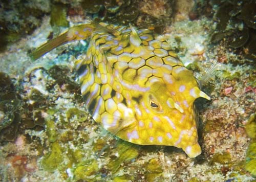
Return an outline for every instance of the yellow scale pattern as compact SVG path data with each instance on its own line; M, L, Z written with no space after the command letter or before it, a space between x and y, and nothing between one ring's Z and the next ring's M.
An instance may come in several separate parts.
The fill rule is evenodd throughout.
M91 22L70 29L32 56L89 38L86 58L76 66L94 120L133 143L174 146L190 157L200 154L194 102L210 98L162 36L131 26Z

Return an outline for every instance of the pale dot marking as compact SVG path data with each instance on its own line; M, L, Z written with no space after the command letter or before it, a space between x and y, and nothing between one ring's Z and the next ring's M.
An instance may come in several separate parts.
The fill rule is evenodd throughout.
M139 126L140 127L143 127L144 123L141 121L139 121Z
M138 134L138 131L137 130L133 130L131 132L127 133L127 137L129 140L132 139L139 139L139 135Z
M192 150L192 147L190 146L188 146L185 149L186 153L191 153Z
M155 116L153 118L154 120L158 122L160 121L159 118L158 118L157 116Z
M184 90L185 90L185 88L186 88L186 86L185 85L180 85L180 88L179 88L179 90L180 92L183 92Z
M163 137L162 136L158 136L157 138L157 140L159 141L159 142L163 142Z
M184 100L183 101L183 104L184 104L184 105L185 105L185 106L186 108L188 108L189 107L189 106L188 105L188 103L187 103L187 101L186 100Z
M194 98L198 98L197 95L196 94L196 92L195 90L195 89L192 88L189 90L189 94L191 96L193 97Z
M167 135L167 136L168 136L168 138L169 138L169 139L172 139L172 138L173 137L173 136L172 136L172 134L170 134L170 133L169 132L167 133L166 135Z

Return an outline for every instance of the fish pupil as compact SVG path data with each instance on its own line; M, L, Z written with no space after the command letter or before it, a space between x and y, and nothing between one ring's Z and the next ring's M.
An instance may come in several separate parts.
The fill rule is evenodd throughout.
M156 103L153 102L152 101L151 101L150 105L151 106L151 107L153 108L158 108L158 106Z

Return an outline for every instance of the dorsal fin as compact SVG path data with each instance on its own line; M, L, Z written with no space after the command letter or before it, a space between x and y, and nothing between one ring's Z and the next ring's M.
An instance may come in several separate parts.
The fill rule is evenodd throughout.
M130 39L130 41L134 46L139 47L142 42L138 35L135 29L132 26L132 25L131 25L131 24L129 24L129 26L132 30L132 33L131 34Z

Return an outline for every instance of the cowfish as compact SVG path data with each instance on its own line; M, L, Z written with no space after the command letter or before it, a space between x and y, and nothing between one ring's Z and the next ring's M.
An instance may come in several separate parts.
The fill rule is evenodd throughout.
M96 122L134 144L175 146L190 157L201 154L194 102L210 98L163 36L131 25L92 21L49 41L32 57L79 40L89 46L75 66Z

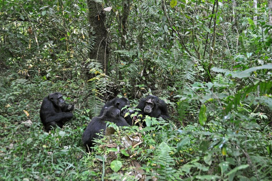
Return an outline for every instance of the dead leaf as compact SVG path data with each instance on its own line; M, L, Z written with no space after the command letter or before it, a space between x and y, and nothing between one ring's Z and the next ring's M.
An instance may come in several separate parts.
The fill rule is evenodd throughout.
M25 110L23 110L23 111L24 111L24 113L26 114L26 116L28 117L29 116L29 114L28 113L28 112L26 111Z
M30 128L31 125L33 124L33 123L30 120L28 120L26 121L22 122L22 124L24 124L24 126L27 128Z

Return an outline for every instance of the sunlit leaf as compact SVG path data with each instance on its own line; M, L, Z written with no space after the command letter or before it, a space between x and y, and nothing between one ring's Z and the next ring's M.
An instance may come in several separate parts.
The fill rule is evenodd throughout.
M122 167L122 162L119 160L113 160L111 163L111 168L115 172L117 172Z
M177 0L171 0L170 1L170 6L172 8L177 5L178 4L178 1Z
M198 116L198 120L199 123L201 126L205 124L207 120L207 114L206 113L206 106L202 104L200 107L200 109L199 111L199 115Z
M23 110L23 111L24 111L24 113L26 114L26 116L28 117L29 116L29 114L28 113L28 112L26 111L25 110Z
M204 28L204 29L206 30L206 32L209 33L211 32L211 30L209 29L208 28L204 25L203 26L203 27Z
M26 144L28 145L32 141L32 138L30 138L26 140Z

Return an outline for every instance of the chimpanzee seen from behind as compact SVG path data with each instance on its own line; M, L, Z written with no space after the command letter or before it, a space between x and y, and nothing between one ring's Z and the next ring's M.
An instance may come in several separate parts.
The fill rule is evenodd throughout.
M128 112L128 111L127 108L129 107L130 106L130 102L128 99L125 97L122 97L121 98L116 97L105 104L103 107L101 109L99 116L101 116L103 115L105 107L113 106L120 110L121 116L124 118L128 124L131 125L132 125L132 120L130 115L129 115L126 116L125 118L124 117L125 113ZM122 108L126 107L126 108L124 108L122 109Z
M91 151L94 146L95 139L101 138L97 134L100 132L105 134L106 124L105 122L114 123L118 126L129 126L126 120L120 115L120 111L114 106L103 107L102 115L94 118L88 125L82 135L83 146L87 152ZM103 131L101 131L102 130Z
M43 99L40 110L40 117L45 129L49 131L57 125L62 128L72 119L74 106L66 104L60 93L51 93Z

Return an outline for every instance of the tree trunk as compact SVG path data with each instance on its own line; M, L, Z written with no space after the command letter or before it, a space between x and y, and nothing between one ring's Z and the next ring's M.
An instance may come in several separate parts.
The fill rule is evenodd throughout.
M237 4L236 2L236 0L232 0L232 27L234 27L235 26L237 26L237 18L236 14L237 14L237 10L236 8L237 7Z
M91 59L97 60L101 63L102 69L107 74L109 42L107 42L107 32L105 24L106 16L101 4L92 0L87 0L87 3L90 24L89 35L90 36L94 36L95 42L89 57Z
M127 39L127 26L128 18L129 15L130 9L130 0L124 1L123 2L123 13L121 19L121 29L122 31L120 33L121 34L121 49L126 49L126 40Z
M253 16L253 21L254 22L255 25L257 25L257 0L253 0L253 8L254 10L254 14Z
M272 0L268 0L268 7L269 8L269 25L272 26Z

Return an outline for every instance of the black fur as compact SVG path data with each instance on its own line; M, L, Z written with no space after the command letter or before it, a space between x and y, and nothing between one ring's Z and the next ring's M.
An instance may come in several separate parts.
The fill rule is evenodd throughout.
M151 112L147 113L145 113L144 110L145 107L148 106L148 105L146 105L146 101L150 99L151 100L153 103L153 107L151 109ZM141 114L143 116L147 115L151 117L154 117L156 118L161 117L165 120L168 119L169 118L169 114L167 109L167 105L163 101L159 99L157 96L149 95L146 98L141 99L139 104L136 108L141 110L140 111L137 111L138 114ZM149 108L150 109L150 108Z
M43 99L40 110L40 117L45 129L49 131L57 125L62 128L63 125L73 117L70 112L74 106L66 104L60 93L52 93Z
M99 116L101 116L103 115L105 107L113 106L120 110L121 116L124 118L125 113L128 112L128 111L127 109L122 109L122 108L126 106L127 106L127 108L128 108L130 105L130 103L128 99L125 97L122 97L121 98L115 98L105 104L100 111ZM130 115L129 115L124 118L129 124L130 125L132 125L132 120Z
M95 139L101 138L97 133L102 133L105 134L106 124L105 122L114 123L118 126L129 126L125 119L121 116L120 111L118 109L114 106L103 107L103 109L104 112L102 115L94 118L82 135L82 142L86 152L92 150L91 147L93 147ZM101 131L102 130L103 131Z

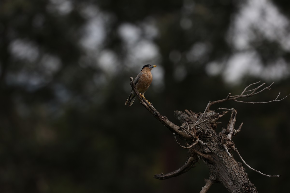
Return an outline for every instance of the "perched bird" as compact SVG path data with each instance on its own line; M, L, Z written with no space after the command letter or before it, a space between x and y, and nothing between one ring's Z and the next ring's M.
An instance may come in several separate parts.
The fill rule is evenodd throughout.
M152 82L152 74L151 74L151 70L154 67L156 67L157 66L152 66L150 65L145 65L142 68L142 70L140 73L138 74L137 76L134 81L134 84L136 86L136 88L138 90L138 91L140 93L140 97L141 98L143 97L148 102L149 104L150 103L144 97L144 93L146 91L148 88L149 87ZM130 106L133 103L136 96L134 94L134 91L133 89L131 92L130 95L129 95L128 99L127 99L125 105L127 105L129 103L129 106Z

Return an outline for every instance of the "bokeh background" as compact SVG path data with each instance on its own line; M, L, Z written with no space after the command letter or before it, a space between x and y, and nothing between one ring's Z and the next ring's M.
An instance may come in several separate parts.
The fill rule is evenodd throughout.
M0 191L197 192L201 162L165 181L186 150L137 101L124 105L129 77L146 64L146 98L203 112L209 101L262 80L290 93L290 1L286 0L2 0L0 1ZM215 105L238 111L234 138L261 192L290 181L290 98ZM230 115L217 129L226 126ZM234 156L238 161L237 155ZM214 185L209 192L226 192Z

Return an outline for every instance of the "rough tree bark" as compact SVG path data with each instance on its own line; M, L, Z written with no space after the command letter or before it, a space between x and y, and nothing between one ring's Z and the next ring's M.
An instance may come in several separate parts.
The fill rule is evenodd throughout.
---*---
PROBLEM REQUIREMENTS
Identify every line of the listing above that contains the word "chimpanzee", and copy each such line in full. Case counts when matching.

OUTPUT OF THE EXERCISE
Return an outline for every instance of the chimpanzee seen from behind as compact SVG path data with each instance on its own line; M, L, Z written with no space after the command letter or before it, a space between x and y, and nothing between one ring's Z and the next ring's M.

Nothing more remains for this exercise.